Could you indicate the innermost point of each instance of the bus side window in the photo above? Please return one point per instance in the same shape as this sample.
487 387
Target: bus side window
■ ■ ■ ■
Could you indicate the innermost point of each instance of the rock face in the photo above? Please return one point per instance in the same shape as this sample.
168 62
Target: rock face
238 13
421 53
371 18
■ ■ ■ ■
What is being asked:
Copy out each line of the material above that contains the word "return". Matching is case-sensitive.

Output of the exercise:
Could you indicate the innermost point of each instance of the bus side window in the photo above? Please return one point per instance in the same shape as this sample.
Could you indicate the innermost point of each instance of the rock face in the photo above? Please return one point per instance in the same shape as this sample.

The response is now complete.